━━━━━ Document passage ━━━━━

The Inversion of Power
The story of Stockholm syndrome has inspired other theories that explore the complex dynamics between captors and hostages. One such theory is Lima syndrome, an inversion of Stockholm syndrome in which abductors develop sympathy for their hostages. This concept was named after an abduction at the Japanese embassy in Lima, Peru, in 1996, when members of a militant movement took hostage hundreds of people attending a party at the official residence of Japan's ambassador. The main example for research on this variation came from the Japanese embassy hostage crisis in Lima, where spending time with the captives may have strengthened the bonds between the captor and captive. However, this had little basis as the majority of captives were released earlier on. Another conjectured condition is London syndrome, which describes the situation where hostages arouse the kidnappers' antipathy by defying them or arguing with them. The name London syndrome comes from the 1980 siege of the Iranian Embassy in London, in which 26 hostages were taken. This prompted a special forces attack, during which they rescued all but one of the remaining hostages and killed five of the six captors. The one hostage who was killed was the Iranian Cultural Attache, who was the particular focus of the situation to begin with. These variations highlight the complexity of human relationships in extreme situations and challenge the simplistic narratives of victimhood and abuserhood. The existence of these theories suggests that the dynamics between captors and hostages are far more nuanced than the original Stockholm syndrome implies.

━━━━━

Activity: In the passage on hostage syndromes, which event gave London syndrome its name?

━━━━━ Data supplied ━━━━━

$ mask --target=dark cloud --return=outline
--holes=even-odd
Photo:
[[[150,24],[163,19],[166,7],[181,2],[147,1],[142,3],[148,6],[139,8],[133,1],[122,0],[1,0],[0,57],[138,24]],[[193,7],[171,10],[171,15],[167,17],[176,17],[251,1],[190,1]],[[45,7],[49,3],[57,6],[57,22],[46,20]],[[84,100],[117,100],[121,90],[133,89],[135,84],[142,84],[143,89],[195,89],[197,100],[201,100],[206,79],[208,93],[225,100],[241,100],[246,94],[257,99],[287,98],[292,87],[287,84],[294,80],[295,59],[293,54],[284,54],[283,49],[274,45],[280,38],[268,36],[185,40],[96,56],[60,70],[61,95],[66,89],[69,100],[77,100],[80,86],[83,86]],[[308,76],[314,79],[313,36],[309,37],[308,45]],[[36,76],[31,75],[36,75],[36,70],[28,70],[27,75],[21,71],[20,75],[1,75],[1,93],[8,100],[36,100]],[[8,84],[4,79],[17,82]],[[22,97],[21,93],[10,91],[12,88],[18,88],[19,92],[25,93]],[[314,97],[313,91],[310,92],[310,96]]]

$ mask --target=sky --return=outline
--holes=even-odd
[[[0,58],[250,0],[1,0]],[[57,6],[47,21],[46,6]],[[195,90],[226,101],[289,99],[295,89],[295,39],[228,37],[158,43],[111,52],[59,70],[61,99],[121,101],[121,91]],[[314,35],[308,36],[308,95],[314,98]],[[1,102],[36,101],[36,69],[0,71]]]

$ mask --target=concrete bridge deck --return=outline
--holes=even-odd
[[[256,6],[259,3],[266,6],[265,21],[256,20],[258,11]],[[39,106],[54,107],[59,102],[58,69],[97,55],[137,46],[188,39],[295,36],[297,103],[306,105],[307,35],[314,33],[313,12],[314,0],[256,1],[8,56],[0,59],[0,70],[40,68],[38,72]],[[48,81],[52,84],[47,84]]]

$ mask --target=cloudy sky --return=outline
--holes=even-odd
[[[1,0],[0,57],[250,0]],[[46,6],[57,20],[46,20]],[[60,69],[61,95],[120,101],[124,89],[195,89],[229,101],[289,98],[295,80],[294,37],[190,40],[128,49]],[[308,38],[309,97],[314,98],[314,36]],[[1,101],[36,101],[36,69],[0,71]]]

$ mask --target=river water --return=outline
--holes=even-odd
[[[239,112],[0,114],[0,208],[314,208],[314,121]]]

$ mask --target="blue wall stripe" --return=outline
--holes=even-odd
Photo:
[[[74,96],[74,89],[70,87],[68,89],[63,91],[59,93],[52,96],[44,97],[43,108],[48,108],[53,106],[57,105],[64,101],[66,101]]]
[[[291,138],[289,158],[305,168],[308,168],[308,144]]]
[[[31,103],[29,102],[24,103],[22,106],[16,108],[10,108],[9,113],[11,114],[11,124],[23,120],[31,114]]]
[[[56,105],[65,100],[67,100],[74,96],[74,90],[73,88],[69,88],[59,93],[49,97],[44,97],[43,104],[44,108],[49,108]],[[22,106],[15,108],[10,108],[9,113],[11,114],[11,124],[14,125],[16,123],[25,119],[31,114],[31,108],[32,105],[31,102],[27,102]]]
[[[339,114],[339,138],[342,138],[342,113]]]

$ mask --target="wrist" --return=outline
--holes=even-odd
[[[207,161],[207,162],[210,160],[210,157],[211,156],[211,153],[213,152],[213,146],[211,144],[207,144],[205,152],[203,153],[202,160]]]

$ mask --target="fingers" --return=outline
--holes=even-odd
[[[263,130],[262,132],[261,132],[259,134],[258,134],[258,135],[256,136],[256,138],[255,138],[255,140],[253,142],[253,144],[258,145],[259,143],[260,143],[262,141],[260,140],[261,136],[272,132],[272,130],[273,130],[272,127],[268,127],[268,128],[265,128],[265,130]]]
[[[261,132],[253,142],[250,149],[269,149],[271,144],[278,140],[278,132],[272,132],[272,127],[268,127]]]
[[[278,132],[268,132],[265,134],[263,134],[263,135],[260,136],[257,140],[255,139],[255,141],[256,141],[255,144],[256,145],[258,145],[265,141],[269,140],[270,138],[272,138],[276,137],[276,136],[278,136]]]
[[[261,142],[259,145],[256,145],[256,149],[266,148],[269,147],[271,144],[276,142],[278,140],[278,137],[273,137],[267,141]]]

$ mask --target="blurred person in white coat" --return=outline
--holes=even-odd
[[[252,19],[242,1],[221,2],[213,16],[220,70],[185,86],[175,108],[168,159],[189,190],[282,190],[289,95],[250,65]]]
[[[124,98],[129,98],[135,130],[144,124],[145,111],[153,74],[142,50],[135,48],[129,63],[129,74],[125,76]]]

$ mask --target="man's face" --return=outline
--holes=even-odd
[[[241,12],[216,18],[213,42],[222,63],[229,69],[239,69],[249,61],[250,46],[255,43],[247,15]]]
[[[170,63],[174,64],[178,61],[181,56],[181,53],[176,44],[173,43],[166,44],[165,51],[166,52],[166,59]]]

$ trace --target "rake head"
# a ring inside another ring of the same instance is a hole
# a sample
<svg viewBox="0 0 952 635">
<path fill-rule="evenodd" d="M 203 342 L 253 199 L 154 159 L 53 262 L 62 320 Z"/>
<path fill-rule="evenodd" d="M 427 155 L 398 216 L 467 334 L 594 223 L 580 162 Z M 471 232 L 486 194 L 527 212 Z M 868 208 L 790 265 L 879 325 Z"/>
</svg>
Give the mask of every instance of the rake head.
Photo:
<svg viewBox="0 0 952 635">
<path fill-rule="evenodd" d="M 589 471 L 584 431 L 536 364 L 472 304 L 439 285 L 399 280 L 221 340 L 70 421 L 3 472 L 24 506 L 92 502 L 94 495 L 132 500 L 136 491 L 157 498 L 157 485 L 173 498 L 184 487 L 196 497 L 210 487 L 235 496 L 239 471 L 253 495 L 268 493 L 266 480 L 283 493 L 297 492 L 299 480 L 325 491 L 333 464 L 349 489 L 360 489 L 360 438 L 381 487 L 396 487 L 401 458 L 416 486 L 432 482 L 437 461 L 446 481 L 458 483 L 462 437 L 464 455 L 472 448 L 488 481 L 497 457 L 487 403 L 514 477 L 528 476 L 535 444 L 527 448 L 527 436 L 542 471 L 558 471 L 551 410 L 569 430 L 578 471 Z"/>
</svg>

━━━━━

Solution for this problem: The 1980 siege of the Iranian Embassy in London, in which 26 hostages were taken.